» Task description
Rewrite the data from the line that contains "Return an outline for every instance of the road" through the line that contains "M0 171L255 171L256 143L178 132L56 135L0 149Z", inclusive, changing "road curve" to "curved road" and leaving everything else the same.

» Given information
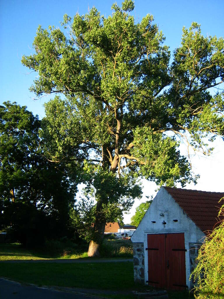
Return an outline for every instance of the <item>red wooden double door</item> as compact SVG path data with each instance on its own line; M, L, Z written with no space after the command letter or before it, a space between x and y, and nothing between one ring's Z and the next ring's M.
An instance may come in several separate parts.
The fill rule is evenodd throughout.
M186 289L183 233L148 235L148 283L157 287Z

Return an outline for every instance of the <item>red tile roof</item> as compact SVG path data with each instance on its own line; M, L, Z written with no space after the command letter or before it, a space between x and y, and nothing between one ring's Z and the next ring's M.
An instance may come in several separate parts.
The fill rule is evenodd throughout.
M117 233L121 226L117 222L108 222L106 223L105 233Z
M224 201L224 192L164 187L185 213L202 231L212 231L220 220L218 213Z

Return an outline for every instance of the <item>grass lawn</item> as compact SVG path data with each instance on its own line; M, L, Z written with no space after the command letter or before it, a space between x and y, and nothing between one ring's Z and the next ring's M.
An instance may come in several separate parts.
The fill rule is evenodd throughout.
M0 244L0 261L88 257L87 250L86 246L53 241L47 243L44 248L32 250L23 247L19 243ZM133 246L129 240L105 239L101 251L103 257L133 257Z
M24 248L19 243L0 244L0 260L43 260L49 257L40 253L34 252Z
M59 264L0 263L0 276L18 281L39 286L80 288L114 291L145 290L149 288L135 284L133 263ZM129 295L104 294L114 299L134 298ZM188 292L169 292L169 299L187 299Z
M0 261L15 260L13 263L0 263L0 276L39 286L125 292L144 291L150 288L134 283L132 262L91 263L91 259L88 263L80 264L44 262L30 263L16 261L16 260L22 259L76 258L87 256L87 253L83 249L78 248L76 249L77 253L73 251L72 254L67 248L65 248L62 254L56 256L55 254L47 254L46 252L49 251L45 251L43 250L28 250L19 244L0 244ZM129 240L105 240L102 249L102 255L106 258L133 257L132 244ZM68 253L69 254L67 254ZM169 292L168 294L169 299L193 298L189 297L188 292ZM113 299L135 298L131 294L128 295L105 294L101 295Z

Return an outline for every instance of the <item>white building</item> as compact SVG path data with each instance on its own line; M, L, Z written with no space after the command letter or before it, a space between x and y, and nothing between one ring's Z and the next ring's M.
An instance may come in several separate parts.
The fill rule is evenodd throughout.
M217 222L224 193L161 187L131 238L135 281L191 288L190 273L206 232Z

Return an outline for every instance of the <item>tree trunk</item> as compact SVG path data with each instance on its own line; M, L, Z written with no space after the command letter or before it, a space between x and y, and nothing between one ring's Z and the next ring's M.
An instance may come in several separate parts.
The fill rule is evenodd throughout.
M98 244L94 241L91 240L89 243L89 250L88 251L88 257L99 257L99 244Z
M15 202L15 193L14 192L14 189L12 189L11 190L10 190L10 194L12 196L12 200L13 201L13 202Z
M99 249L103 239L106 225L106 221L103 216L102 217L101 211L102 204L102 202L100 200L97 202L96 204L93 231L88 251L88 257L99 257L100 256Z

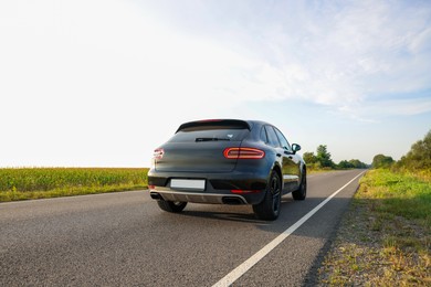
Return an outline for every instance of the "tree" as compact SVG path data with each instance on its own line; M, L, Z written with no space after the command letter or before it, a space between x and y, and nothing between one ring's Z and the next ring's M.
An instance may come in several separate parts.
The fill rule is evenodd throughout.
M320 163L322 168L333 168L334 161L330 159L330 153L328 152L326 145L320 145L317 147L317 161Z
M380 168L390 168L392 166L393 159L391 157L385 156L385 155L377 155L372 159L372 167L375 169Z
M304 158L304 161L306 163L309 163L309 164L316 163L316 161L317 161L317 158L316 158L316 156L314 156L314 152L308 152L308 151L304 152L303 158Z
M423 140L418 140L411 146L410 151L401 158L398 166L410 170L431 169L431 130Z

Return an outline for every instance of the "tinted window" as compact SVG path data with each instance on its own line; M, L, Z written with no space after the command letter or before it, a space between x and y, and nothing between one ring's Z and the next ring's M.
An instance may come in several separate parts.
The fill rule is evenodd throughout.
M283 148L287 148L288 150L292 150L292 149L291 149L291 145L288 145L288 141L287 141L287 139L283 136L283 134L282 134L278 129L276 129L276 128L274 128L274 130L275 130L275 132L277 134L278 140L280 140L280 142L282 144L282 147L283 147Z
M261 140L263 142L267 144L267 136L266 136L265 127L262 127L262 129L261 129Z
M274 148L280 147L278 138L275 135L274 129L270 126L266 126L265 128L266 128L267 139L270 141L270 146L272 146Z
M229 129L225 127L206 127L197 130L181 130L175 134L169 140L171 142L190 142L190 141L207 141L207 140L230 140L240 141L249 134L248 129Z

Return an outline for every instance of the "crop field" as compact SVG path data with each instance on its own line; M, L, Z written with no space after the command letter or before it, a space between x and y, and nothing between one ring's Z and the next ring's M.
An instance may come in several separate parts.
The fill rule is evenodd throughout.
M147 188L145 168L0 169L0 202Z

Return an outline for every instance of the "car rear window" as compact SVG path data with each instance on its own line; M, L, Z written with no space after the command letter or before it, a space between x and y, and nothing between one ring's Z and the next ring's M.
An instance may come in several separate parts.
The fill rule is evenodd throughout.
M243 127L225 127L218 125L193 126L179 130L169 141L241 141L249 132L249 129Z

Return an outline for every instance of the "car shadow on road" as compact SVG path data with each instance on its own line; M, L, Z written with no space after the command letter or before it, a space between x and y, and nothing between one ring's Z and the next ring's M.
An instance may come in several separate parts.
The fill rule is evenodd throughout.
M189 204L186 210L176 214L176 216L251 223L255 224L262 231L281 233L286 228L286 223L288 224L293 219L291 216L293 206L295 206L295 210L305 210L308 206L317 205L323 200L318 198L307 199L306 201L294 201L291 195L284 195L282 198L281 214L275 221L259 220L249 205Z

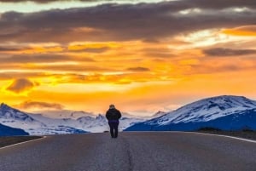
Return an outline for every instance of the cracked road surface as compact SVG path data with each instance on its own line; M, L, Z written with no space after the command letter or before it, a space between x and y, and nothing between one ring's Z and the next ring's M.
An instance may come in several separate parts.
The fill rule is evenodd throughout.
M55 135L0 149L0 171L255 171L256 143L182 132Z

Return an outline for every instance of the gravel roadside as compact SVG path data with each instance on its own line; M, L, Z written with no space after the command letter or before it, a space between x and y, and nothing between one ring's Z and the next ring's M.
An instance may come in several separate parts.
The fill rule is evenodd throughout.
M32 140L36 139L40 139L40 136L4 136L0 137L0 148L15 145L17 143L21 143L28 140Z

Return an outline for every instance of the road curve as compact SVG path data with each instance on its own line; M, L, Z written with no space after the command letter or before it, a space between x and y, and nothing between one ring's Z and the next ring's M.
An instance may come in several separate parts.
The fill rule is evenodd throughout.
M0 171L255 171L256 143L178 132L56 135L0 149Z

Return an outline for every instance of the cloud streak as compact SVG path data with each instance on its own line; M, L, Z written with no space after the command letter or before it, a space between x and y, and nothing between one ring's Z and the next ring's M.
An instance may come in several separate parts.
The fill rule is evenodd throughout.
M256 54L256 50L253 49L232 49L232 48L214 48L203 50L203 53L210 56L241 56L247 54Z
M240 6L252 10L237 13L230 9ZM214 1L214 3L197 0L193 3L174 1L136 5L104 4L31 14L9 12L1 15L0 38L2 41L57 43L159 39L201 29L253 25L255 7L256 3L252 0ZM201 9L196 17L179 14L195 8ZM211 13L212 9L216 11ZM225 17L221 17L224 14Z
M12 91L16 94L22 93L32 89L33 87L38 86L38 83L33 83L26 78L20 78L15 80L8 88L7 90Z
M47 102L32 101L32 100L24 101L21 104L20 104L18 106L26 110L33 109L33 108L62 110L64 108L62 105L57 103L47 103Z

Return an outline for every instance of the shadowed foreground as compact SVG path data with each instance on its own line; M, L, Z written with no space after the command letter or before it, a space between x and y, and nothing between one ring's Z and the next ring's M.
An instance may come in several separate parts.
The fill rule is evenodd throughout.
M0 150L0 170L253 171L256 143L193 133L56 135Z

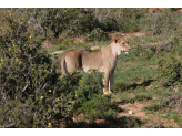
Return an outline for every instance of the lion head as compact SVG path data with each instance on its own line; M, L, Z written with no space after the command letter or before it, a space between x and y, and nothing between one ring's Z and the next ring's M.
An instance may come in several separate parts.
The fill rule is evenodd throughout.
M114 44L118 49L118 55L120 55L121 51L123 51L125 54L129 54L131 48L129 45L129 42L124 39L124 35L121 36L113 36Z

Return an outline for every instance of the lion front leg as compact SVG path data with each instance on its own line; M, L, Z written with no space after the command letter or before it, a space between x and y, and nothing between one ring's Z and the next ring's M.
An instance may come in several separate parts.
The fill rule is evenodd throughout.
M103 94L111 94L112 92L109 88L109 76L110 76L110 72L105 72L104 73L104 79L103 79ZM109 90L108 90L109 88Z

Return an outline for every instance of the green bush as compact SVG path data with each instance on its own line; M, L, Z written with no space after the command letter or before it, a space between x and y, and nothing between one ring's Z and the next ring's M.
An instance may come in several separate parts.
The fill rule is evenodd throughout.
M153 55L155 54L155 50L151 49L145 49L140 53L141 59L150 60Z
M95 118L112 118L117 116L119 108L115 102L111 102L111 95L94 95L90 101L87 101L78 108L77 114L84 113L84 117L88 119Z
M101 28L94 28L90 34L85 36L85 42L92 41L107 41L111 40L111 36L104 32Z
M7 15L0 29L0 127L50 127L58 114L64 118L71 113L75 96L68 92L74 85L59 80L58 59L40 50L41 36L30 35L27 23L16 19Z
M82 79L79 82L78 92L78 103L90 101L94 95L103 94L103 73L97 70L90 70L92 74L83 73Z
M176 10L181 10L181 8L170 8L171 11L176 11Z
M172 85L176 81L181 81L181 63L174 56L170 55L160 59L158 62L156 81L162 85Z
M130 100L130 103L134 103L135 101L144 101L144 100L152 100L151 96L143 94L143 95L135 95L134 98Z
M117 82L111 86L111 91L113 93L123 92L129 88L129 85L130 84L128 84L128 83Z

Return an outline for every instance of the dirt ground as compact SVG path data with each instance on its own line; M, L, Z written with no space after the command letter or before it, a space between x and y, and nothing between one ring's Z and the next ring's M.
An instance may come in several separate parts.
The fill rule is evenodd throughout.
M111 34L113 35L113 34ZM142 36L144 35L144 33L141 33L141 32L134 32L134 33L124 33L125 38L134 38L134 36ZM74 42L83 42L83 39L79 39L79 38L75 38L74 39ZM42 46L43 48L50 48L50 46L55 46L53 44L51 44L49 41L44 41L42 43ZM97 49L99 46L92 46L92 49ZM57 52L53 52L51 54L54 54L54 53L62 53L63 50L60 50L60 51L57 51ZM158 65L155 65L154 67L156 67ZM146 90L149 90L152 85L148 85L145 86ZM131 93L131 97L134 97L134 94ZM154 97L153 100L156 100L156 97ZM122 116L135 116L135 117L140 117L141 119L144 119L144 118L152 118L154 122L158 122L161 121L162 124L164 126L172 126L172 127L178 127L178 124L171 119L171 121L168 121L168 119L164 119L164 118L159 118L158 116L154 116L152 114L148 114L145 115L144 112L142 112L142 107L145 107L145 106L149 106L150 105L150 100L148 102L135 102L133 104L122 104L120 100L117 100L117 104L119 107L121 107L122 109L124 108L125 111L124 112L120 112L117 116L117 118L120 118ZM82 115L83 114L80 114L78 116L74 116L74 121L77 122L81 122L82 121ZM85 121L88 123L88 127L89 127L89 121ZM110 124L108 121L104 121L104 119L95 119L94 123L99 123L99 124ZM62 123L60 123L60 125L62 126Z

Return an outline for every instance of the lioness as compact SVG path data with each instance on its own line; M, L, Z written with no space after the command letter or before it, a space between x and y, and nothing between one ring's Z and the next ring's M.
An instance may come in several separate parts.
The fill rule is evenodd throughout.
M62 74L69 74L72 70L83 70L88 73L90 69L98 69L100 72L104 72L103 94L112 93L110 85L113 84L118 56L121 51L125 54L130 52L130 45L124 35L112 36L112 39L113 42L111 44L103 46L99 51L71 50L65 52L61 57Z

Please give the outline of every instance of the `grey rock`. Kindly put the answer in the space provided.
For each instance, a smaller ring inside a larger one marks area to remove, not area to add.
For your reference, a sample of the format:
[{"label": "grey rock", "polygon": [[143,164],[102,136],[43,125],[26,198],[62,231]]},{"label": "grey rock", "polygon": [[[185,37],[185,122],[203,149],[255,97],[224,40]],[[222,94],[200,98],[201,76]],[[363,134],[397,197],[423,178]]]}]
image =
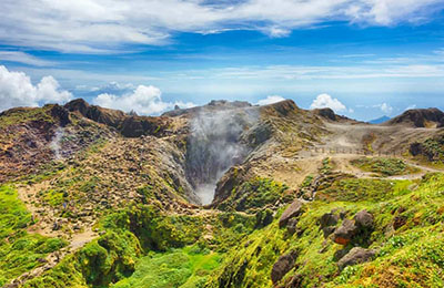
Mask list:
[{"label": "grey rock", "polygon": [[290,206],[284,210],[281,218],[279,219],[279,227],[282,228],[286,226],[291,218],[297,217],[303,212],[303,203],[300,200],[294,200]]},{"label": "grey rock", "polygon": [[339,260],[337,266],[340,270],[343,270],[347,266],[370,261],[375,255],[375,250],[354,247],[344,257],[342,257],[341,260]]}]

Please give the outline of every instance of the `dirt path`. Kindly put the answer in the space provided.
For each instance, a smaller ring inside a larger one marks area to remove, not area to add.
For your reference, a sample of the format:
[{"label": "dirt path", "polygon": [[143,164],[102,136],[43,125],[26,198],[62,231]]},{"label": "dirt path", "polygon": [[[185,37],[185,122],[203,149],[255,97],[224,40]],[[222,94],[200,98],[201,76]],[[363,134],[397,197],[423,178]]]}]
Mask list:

» Output for this exercise
Return an outline for every instance of the curved road as compact SVG path data with each instance on its own line; M, L, Z written with no space after the command letter or before it, a space between x and y, and nothing between one ring's Z and the next ring's M.
An instance may come in several separate parts.
The fill rule is evenodd throughout.
M0 171L255 171L256 143L178 132L56 135L0 149Z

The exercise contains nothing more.